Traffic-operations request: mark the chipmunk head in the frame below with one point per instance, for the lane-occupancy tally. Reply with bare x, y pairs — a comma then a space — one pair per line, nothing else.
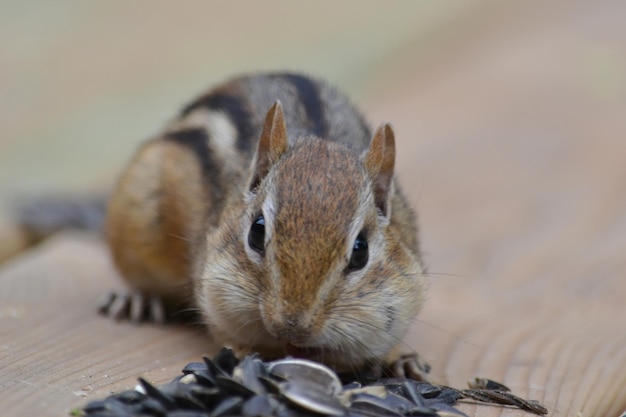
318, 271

════════

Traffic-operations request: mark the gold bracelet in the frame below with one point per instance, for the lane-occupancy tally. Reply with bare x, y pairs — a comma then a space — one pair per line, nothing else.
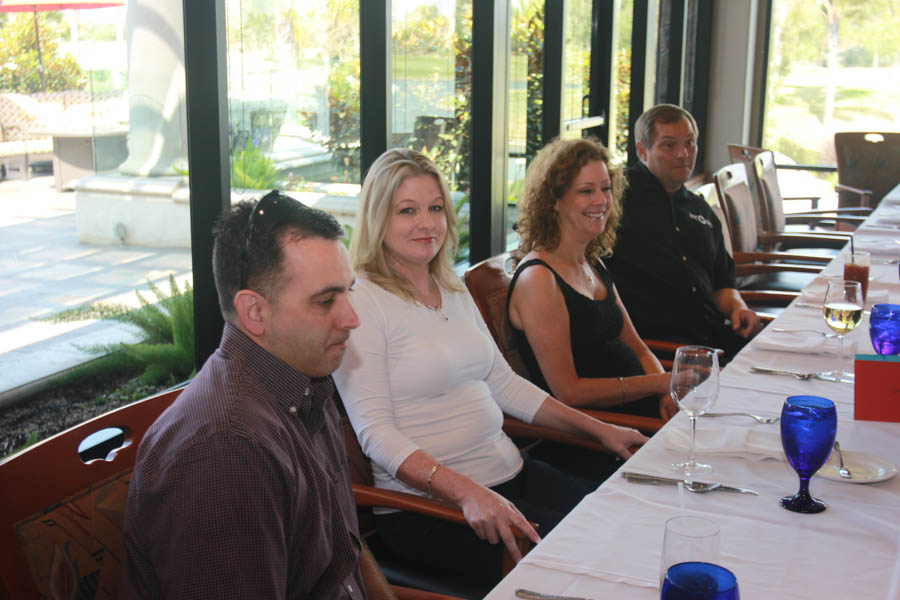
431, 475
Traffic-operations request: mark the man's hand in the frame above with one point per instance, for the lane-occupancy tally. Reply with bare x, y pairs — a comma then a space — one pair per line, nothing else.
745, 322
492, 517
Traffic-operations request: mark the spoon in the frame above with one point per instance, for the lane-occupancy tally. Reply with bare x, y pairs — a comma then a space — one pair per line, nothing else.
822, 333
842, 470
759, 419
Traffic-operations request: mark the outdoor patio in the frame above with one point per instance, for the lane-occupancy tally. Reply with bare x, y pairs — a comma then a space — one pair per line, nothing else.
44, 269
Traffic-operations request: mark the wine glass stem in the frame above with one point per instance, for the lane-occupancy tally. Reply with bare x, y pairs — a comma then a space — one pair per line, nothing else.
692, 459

════════

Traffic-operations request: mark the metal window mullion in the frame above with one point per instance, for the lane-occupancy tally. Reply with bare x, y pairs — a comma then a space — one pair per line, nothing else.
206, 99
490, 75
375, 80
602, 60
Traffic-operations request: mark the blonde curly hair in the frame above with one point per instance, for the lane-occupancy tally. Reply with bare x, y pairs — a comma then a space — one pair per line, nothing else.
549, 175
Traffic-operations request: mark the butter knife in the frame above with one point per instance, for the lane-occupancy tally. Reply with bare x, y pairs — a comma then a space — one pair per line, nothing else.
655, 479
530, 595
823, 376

════════

* [Work instructions]: Report every line of the data above that contains the string "below".

* [The result]:
Traffic-operations request: mark the chipmunk head in the frame below with one point per instance, for the lane-occupancy tally. Reply with bare x, y pairs — a comma then a space — one pair per line, nothing else.
Traffic-operations request: mark the gold bracelet in the frame below with one point per instance, for the lane-occupancy tally. Reply with bare x, y pairs — a comma then a space — one pair per line, nothing else.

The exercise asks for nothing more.